▸ **DATA ROWS**
▽

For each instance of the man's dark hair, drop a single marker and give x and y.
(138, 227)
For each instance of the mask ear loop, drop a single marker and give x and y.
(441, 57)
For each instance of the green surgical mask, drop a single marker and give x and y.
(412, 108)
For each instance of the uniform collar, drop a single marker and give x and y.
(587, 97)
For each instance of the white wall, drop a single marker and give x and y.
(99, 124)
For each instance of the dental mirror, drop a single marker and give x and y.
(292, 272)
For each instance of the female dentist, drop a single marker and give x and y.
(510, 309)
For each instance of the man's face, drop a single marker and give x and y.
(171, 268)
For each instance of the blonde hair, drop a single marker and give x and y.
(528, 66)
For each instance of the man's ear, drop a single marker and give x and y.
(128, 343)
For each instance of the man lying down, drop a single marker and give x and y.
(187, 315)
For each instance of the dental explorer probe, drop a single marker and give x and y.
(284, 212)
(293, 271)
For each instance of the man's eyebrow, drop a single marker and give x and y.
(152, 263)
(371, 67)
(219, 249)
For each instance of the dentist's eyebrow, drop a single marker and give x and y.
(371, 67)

△

▸ **EXERCISE BRIEF**
Please convert all of the material above into a numbered list, leaving out any blank lines.

▸ **THE RESPONSE**
1. For each instance of the man's dark hair, drop a single marker and give x and y.
2. (138, 227)
3. For each instance of the mask ear loop, drop a single marker and give x and y.
4. (441, 57)
5. For each instance of the green surgical mask, drop a single marker and give x and y.
6. (412, 108)
7. For each instance of the uniform collar, drop a single marker and give x and y.
8. (587, 97)
9. For each instance of the white wall, drop a single marker and give x and y.
10. (99, 124)
11. For each instance of the dental mirror, drop a single marker and give x and y.
12. (292, 272)
13. For each instance of the female dentist, drop a single marker and give x and y.
14. (510, 309)
15. For each instance of the man's face, drop a single marker and give x and y.
16. (171, 268)
17. For each instance of the blonde hair, drop a single marker and give x and y.
18. (528, 66)
19. For each instance of the man's ear, drop a single marker and give x and y.
20. (128, 343)
21. For each instance of the man lying down, drop a single marker and give x and y.
22. (187, 315)
23. For each instance of the dental explorer probe, drop a single marker and give x and y.
24. (284, 212)
25. (293, 271)
26. For each instance of the man's eyebrow, drop a single marker and give x and y.
27. (152, 263)
28. (371, 67)
29. (219, 249)
30. For each instance of the dentist's eyebrow, drop a single marker and give x and y.
31. (371, 67)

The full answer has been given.